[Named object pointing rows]
○ ○ ○ ○ ○

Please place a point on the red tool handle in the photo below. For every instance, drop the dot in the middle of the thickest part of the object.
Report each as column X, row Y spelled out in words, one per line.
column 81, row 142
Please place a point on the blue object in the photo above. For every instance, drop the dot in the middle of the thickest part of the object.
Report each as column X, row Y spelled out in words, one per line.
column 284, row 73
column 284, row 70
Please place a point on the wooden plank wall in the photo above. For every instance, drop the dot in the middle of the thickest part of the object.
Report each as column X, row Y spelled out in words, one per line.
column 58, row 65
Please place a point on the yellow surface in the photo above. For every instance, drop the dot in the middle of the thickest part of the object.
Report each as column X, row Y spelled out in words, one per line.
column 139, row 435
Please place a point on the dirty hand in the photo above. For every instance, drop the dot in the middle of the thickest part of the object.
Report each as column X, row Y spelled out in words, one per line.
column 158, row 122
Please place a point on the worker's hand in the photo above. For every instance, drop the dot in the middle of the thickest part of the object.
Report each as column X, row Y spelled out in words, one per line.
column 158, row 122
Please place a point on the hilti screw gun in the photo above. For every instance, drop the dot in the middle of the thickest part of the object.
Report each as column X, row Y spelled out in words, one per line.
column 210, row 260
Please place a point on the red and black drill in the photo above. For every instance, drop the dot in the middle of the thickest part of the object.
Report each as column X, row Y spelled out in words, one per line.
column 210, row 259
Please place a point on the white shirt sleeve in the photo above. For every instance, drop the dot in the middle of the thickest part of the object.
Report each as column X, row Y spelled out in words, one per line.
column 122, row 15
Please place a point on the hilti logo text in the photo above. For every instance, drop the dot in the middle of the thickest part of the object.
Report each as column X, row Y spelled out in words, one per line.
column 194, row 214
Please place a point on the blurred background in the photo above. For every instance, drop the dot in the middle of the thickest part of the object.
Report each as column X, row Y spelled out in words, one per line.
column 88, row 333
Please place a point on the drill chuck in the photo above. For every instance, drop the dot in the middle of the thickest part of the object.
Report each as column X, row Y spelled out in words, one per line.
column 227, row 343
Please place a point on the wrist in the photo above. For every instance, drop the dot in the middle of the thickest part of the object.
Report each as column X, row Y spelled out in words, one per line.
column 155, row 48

○ ○ ○ ○ ○

Exercise aim
Reproduce verbatim the part of the rows that begins with the line containing "Please place a point on the wrist" and continues through the last row, inclusive.

Task output
Please place a point on the wrist in the photo above. For every instance, drop the dot in the middle of the thickest part of the object.
Report each as column X, row Y spelled out in words, one per line.
column 155, row 48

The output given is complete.